**EXERCISE AIM:** Copy all the data exactly, except the pictures.

**MATERIAL SUPPLIED:**
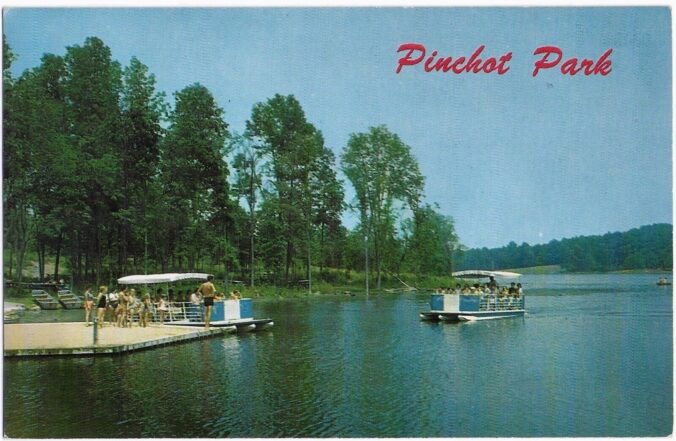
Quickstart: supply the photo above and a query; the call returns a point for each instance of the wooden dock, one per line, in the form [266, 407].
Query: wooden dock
[37, 339]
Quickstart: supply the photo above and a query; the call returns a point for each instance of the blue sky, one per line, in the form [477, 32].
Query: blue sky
[510, 157]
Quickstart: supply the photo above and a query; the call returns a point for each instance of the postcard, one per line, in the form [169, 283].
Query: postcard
[337, 222]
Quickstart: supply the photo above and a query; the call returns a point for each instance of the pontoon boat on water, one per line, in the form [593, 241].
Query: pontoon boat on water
[476, 306]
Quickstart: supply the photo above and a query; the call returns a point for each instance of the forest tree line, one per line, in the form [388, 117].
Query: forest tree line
[103, 176]
[647, 247]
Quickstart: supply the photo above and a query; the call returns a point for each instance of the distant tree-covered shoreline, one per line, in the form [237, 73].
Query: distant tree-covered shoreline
[647, 247]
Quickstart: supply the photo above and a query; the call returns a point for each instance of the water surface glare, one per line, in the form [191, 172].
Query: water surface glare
[592, 358]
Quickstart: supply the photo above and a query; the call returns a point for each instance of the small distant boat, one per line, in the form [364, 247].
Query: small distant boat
[69, 300]
[663, 282]
[234, 314]
[44, 300]
[471, 307]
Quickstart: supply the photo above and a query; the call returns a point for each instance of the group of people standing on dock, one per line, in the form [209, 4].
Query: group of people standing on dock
[489, 288]
[124, 305]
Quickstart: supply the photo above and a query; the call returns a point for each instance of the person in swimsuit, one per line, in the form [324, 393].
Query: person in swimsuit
[208, 291]
[101, 301]
[112, 306]
[89, 305]
[121, 310]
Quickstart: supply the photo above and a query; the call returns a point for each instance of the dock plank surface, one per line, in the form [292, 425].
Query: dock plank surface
[34, 339]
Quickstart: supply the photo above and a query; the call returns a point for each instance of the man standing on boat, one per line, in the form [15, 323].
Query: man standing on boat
[208, 290]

**TASK RESULT:**
Quickstart: supply the photo above and a query; the call returns a point for each instance of the wooden dock, one per line, in the form [266, 407].
Query: wooden dock
[37, 339]
Quickstart: supply the photo above and a query; the call returns a point for each instance of the blue sky, one per line, in the form [477, 32].
Query: blue sky
[510, 157]
Quickstart: supply the photo above and a query; the call returns a point for each instance of the postcard, one per line, in the form [169, 283].
Query: postcard
[337, 222]
Quickstart: supply the photo above and a query; the call returns a point for each instance of the pontoon boat on water, one per line, in the form [593, 241].
Query: pontoon boat on water
[476, 306]
Quickstart: supply the photo above and a query; the call returns a point for each instance of the forest tree line, one per line, in the form [388, 117].
Query: forest tree line
[103, 176]
[647, 247]
Quickstart: supply the photo above and a query; the call returns a point for each instance of the distant tree-covered shoreline, one per line, in the form [237, 73].
Query: distant tree-covered shoreline
[647, 247]
Quickstart: supply the photo above and a query; the call returns a point for each instance of the water surface glare, one per line, in the form [191, 172].
Query: water surface glare
[592, 358]
Quickstart: supply the photo above and a query; the call returns a point for each instance of the small distant boat, one per line, in the form [364, 247].
Query: small distant boat
[69, 300]
[663, 282]
[234, 314]
[44, 300]
[471, 307]
Quickstart: supply the photo above and a query; the call returns a point for each instance of the group of people standing on dock, one per line, in the form [209, 4].
Query: group of people standing on dock
[489, 288]
[124, 305]
Quickstart: supply the photo above and a query; the call returns a point for each instance of the person in swimsuit, one per line, in the form [324, 393].
Query: person in swimsuit
[208, 291]
[101, 301]
[112, 306]
[89, 305]
[121, 310]
Quickstart: supply the photo above and a query; the call returns a point for each instance of the dock plank surface, one per line, in the form [292, 425].
Query: dock plank surface
[34, 339]
Quickstart: supply the photo above and a query; the call returns a point for each instance of the man standing on boat, one per line, in the form [15, 323].
Query: man standing on boat
[208, 290]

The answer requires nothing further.